- Assignment
Pictures don't belong in the copy; print all the records exactly.

- Data supplied
——————

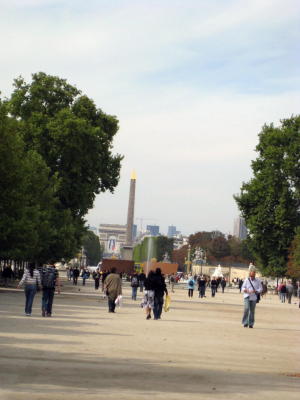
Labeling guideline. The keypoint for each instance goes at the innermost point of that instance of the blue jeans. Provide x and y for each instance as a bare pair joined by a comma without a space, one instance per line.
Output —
47,300
158,303
134,292
249,311
30,291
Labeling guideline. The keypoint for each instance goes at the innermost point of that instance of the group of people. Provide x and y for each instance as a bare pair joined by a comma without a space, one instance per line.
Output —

——————

- Answer to this exercise
Labeling guideline. The keypoint for each instance goes at the innermost point of that instance of the blue jeans. Provide x and y for each instance as a bare pair joined by a comma without a space, one instance per line.
Output —
47,300
158,303
134,292
249,311
30,291
Labeling guideline. The keypoint for each instance goes at the innermost point of that instance of the group of people. Provide x and y for each instance as a bare pair joined by a comma without a space, one instance per line.
Output —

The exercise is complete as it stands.